Instructions to follow | Print the whole listing exactly.
(begin)
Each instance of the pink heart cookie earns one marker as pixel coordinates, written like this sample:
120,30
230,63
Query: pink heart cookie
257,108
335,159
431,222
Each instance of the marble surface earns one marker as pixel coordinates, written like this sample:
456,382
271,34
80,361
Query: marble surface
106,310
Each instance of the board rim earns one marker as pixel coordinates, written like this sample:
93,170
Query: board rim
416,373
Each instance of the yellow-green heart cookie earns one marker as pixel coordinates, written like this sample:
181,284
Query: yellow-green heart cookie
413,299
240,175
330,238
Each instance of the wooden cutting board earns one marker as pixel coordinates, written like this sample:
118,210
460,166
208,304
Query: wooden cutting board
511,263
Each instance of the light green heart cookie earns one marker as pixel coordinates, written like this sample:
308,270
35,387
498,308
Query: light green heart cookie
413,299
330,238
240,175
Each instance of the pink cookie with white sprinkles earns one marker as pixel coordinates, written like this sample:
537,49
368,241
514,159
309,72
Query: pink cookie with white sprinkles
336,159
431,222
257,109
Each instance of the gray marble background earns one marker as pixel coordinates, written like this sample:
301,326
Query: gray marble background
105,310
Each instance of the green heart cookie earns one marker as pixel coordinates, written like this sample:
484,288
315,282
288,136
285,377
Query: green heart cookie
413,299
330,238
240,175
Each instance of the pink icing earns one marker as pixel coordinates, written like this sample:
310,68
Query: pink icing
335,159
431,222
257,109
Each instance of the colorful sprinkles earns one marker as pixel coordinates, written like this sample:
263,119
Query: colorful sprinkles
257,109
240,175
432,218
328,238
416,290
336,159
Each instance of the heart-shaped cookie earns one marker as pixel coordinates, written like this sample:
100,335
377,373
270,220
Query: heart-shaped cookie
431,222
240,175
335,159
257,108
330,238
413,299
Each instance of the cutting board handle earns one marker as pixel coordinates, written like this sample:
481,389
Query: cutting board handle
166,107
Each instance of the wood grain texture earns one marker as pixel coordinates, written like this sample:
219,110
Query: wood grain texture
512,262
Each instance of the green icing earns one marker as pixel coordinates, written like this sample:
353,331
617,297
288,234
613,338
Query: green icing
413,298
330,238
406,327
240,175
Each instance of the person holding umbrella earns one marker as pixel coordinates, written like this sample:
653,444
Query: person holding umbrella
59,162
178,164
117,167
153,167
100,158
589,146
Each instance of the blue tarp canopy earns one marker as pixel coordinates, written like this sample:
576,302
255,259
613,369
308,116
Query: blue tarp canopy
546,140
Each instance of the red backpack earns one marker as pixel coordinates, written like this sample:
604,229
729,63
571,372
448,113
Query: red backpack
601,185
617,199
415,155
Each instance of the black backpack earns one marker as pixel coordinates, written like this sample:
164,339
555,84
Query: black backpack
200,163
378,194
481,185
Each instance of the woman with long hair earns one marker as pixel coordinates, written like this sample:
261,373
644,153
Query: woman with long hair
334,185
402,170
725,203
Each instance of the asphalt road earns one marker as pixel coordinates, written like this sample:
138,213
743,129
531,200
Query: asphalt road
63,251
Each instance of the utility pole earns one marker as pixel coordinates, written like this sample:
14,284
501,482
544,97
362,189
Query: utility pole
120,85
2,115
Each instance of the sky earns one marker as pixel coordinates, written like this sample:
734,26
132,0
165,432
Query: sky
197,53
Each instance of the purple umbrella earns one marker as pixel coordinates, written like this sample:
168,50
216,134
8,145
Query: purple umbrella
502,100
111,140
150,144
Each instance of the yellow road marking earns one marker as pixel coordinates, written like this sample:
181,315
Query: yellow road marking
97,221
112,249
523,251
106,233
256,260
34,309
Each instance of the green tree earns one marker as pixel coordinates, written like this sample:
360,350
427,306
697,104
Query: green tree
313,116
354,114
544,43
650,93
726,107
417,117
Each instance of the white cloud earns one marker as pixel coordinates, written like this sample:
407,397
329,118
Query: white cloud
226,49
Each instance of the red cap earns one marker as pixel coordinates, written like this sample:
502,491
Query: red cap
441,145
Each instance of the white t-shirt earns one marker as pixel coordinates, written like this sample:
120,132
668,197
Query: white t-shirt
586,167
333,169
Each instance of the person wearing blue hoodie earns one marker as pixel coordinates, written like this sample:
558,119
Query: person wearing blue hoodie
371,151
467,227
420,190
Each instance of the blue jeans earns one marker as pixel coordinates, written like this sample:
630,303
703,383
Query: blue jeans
(end)
Written response |
Each instance of the pink heart cookie earns one marker as pixel coordinates, written like this sample:
120,30
230,63
Query: pink heart cookie
257,108
335,159
431,222
Each instance of the marble surface earns one marker as pixel coordinates, written like this sample:
456,382
271,34
80,361
Query: marble surface
106,310
Each instance of the board rim earns one marker as pixel coordinates, written like this sample:
93,170
Query: board rim
416,373
Each instance of the yellow-green heart cookie earns one marker as pixel coordinates, written like this sample:
181,284
Query: yellow-green heart cookie
413,299
240,175
330,238
Each instance of the wooden cutting board earns one marker as pixel coordinates, written like this sample:
118,210
460,166
208,304
Query: wooden cutting board
511,263
Each instance of the light green heart cookie earns one marker as pixel coordinates, written like this sample:
308,270
35,387
498,308
Query: light green heart cookie
413,299
330,238
240,175
Each instance of the pink cookie with white sprinkles earns one marker as pixel coordinates, written like this sample:
537,49
368,241
514,159
309,72
Query: pink cookie with white sprinkles
336,159
431,222
257,109
Each instance of the gray marble background earns one marker as pixel coordinates, written like this sample:
301,326
Query: gray marble background
105,310
Each instance of the green heart cookie earns one marker as pixel coordinates, written like this sample:
484,288
315,282
288,136
285,377
Query: green heart cookie
413,299
330,238
240,175
Each instance of the pink icing earns one marker as pixel coordinates, written like this sample:
310,68
Query: pink icing
335,159
431,222
257,109
Each instance of the colorful sprinkles earns one marker as pixel coordinates, written like this sample:
263,119
Query: colorful sprinkles
257,109
240,175
432,218
328,238
416,290
336,159
Each instance of the heart-shaped cookie earns one marker as pixel coordinates, written like this sample:
100,335
377,373
270,220
Query: heart-shaped cookie
431,222
240,175
335,159
257,108
330,238
413,299
Each instance of the cutting board handle earns one marker as pixel coordinates, written like this sample:
481,389
Query: cutting board handle
166,107
Each instance of the wood grain texture earns one marker as pixel coordinates, written like this sample:
219,110
Query: wood grain texture
512,262
Each instance of the green icing earns one marker as pixel coordinates, written like this sample:
353,331
617,297
288,234
613,338
Query: green icing
413,298
330,238
406,327
240,175
Each instance of the person holding umbrella earns one marker as pixel coordinates, written like this sample:
653,444
Query: person holding umbrella
59,162
178,164
117,167
153,167
100,158
589,146
Each instance of the blue tarp canopy earns one marker as pixel coordinates, written like this sample:
576,302
255,259
613,369
308,116
Query: blue tarp canopy
546,140
Each instance of the red backpack earns one marker as pixel coordinates, written like this sample:
604,229
729,63
571,372
448,113
Query: red backpack
601,185
617,199
415,155
Each instance of the black backpack earns one marker as pixel coordinates, written like this sample:
164,339
555,84
Query: black backpack
200,163
378,194
481,185
Each instance of the woman with long hair earns one marker as pixel coordinates, written like this sample:
261,373
644,153
Query: woman with long hair
334,185
402,170
725,203
Each instance of the asphalt road earns one marker as pixel coordinates, written like this sample:
138,213
743,129
531,200
Query: asphalt road
63,251
Each instance of the utility pole earns one marker as pixel coordinates, written like this sample:
14,284
501,482
544,97
362,189
Query: utility pole
120,85
2,115
Each instance of the sky earns one marker as pixel coordinates, written like this sample:
734,26
132,0
165,432
Query: sky
197,53
Each instance of the purple umbrella earns one marker as pixel coordinates, written like this sample:
168,50
216,134
8,145
Query: purple umbrella
502,100
111,140
150,144
Each instance of the yellow road marking earns one marker as pixel coordinates, written like this sample:
181,315
Query: yellow road marking
97,221
112,249
523,251
106,233
256,260
34,309
Each instance of the green tree earns one marker as pixel coordinates, written like this sample:
360,350
427,306
697,104
Query: green tree
313,116
354,114
544,43
650,93
726,107
417,117
Each instance of the white cloud earns one marker as pixel coordinates, written like this sample:
407,397
329,118
Query: white cloud
226,49
Each instance of the red cap earns one marker as pixel coordinates, written like this sample:
502,491
Query: red cap
441,145
Each instance of the white t-shirt earns one marker as pixel coordinates, written like this sample:
120,132
668,197
Query: white t-shirt
586,167
333,169
Each instance of the person wearing blue hoodie earns one marker as pixel coordinates, written like this sample:
558,119
Query: person wearing blue hoodie
371,151
467,227
420,190
Each instance of the blue jeans earns one marker as pixel coordinates, written like this sample:
630,303
703,383
Query: blue jeans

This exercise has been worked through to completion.